■ Excerpted passage

↓

Letter From the Editor

Gastroenterology & Hepatology

August 2015, Volume 11, Issue 8

The Obesity Epidemic

Obesity has been a major concern for both doctors and patients for many years. According to the Centers for Disease Control and Prevention, the prevalence of obesity (defined as a body mass index of at least 30 kg/m2) in adults in the United States rose from 13.3% to 31.1% from 1960 to 2002. A study from The Journal of the American Medical Association from last year found that 34.9% (78.6 million) of adults in the United States are considered to be obese. Although it appears that obesity rates have recently stopped increasing in adults, obesity is still a significant problem, as it is associated with serious comorbidities, such as type 2 diabetes mellitus, cardiovascular disease, hypertension, gastroesophageal reflux disease, and various types of cancer, as well as an increase in early mortality.

Interestingly, a July 24, 2015 article in The New York Times by Margot Sanger-Katz suggests that daily calorie consumption by the average US adult and child has decreased over the past decade. This reduction in calories—according to food diaries followed by researchers, logs from food bar codes, and measures of food production—is reflected in both higher- and lower-income individuals and in blacks and whites. This change in eating habits does not solve the obesity epidemic, but it does provide hope for future trends.

↑

■ Dataset excerpts
↓

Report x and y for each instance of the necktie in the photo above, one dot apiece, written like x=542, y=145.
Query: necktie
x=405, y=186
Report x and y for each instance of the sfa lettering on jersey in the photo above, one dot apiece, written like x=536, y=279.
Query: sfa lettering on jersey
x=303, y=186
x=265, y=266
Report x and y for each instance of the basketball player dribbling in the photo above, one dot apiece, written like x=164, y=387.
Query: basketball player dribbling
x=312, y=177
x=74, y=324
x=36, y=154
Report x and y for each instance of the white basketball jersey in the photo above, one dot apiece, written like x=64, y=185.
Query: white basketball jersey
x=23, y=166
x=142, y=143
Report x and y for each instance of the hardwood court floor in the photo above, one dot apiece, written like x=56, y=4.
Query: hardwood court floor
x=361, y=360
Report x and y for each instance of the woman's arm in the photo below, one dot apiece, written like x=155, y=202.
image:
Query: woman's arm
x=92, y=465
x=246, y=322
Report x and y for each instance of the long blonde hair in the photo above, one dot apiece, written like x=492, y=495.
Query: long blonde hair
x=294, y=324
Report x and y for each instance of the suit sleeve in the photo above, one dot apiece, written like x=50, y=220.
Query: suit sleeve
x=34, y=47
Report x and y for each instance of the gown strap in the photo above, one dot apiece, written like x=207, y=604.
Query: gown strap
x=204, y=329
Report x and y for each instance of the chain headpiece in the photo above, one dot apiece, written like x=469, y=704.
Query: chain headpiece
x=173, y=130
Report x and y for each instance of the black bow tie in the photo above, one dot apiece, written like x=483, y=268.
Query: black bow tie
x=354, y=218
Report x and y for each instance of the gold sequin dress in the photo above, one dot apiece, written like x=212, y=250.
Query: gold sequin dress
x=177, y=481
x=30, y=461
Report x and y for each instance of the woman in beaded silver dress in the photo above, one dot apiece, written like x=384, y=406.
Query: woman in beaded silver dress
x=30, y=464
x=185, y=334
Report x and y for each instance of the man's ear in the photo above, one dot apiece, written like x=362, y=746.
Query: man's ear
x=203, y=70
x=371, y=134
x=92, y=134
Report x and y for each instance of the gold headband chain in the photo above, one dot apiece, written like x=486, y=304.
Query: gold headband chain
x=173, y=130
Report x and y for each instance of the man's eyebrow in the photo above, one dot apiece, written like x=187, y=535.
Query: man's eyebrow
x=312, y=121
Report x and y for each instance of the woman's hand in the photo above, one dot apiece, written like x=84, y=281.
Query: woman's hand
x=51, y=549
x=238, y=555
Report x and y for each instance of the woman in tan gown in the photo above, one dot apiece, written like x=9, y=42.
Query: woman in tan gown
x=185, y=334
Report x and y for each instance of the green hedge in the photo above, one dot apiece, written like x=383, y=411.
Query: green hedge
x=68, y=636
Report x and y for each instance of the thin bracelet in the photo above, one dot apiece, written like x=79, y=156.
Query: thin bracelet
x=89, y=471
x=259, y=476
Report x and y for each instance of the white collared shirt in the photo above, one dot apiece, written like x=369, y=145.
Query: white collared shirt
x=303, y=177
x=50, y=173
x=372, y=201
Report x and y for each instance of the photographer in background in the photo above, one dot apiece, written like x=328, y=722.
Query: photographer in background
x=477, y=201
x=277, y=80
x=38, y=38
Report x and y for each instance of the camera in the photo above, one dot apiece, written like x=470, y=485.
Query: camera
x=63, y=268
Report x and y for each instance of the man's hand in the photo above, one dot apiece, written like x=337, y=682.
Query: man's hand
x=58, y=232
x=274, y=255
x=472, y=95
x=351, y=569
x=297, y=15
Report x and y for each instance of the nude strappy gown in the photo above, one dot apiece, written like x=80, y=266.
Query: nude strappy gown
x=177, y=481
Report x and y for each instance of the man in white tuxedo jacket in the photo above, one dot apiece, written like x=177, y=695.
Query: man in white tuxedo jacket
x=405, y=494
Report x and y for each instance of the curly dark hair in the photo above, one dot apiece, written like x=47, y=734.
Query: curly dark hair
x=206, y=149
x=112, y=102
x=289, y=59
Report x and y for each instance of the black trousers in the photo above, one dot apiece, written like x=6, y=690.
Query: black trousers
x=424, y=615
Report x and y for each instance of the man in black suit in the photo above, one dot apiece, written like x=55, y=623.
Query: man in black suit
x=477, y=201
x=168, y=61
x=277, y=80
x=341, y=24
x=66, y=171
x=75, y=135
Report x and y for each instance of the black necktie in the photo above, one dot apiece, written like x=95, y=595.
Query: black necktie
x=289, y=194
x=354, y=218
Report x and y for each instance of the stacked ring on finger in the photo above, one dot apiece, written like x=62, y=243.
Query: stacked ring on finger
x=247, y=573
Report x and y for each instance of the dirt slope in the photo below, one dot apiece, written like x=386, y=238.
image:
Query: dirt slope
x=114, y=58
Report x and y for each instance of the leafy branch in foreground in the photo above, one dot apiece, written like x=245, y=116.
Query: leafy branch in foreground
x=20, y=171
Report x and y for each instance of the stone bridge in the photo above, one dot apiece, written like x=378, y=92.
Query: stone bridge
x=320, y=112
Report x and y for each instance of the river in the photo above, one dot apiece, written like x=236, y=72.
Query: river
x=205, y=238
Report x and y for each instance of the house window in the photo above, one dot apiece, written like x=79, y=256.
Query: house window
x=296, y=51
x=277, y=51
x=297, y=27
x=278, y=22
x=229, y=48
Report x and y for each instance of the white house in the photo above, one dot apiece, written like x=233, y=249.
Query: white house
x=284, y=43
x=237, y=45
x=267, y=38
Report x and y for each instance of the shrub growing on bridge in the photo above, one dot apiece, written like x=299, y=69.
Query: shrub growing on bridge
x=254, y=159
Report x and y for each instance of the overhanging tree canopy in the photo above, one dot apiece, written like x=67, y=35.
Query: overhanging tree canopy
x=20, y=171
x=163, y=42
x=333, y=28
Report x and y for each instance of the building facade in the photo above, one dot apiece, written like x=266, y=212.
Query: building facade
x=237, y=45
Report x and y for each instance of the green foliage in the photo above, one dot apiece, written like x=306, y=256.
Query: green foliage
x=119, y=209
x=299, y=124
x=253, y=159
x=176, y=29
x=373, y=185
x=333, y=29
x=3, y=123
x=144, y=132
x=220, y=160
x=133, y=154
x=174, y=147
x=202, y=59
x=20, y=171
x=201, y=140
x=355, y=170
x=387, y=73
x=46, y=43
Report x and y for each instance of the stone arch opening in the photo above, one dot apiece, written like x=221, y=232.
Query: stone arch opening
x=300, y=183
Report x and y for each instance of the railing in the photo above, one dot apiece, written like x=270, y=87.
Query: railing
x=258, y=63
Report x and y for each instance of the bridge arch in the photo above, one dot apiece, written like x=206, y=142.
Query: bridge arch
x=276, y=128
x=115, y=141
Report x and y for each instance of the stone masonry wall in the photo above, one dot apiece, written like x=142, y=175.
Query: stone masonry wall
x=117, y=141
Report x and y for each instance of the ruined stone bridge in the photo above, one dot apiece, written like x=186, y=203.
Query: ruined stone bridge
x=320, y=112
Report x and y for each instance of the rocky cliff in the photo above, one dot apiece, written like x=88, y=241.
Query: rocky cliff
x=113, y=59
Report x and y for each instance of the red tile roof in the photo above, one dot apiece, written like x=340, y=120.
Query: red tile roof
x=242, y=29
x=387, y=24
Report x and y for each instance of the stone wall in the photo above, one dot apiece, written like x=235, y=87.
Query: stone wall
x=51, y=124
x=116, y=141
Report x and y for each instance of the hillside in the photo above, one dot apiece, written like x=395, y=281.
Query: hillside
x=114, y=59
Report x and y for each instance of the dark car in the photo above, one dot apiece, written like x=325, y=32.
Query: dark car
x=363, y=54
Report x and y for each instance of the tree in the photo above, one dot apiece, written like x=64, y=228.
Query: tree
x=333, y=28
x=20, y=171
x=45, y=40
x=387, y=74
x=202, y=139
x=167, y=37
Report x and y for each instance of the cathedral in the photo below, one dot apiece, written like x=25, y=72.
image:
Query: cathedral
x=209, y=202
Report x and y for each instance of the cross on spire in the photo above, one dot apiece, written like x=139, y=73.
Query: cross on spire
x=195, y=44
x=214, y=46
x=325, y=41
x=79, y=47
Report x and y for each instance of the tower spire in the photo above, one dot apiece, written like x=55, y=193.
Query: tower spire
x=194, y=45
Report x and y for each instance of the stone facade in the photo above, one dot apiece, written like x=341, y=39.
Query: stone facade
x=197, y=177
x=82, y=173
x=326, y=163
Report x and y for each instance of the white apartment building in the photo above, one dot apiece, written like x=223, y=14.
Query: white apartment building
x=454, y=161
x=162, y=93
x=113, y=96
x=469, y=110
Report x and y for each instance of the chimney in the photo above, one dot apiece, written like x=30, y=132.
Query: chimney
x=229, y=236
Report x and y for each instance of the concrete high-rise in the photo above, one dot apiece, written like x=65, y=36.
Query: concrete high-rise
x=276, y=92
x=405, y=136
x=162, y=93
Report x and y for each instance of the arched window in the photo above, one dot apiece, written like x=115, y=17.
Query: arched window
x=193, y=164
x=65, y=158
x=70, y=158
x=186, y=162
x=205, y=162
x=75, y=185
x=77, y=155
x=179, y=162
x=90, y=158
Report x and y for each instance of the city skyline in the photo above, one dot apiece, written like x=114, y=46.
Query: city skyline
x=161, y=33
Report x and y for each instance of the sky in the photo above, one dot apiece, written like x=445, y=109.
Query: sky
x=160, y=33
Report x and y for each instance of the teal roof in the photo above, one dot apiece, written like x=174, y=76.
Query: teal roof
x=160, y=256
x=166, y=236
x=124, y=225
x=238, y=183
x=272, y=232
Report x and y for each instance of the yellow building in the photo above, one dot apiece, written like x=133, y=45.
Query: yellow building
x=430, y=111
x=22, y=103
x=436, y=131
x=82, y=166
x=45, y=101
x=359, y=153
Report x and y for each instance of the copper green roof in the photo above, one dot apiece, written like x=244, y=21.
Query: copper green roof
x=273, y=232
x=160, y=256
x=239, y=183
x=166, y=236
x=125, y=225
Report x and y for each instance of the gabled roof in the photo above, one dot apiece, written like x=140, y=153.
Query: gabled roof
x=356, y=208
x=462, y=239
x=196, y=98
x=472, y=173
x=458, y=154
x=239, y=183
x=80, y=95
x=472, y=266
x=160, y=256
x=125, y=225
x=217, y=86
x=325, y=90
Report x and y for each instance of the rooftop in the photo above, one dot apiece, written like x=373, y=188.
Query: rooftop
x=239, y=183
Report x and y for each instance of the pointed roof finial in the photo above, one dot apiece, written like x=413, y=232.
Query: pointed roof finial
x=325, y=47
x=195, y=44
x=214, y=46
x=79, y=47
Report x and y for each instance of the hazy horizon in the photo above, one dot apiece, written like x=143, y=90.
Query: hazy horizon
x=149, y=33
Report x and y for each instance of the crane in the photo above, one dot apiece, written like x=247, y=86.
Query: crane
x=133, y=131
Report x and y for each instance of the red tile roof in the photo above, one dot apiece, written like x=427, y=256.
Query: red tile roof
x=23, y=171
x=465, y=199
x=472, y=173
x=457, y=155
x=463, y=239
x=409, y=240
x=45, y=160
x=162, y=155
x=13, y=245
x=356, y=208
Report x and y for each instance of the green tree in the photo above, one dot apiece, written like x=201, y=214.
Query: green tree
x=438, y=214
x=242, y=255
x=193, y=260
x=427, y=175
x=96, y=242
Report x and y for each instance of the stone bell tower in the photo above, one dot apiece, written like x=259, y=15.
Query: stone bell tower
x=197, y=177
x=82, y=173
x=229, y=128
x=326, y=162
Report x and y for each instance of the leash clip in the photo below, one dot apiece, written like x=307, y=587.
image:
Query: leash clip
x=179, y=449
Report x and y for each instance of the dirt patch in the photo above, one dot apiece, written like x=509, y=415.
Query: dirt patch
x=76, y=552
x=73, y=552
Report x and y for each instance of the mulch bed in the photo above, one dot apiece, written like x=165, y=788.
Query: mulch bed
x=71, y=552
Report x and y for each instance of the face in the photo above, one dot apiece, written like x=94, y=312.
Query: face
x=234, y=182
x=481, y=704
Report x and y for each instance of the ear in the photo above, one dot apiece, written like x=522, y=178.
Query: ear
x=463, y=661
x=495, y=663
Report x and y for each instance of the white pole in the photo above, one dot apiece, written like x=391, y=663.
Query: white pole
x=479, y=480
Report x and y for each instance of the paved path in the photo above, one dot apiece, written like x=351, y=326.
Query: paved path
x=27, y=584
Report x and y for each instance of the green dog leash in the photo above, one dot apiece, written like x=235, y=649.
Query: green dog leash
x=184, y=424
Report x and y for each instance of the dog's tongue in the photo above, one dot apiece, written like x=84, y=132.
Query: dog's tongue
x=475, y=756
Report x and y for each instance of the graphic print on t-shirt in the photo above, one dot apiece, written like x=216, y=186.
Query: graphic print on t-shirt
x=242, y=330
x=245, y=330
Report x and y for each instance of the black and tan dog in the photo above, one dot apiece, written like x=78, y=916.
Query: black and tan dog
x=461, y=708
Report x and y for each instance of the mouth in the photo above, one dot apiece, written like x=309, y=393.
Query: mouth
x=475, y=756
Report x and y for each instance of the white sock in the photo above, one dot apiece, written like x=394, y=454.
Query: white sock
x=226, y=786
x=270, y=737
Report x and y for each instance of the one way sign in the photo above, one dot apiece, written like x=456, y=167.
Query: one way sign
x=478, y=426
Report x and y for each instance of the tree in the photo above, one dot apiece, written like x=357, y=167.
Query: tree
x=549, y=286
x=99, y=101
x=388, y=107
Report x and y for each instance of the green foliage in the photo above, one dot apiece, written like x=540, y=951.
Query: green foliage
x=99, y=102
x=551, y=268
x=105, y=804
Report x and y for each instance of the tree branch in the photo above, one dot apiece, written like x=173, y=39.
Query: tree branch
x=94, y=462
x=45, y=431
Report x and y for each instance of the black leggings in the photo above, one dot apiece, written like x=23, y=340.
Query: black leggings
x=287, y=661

↑

■ What to work on
**A.** Return the stretch of the editor's letter on obesity from "Gastroenterology & Hepatology" through "in early mortality.", copying it character for character.
**B.** In the editor's letter on obesity, what share of US adults did the study from The Journal of the American Medical Association find to be obese?

■ Solved problems
**A.**
Gastroenterology & Hepatology

August 2015, Volume 11, Issue 8

The Obesity Epidemic

Obesity has been a major concern for both doctors and patients for many years. According to the Centers for Disease Control and Prevention, the prevalence of obesity (defined as a body mass index of at least 30 kg/m2) in adults in the United States rose from 13.3% to 31.1% from 1960 to 2002. A study from The Journal of the American Medical Association from last year found that 34.9% (78.6 million) of adults in the United States are considered to be obese. Although it appears that obesity rates have recently stopped increasing in adults, obesity is still a significant problem, as it is associated with serious comorbidities, such as type 2 diabetes mellitus, cardiovascular disease, hypertension, gastroesophageal reflux disease, and various types of cancer, as well as an increase in early mortality.

**B.** 34.9% (78.6 million)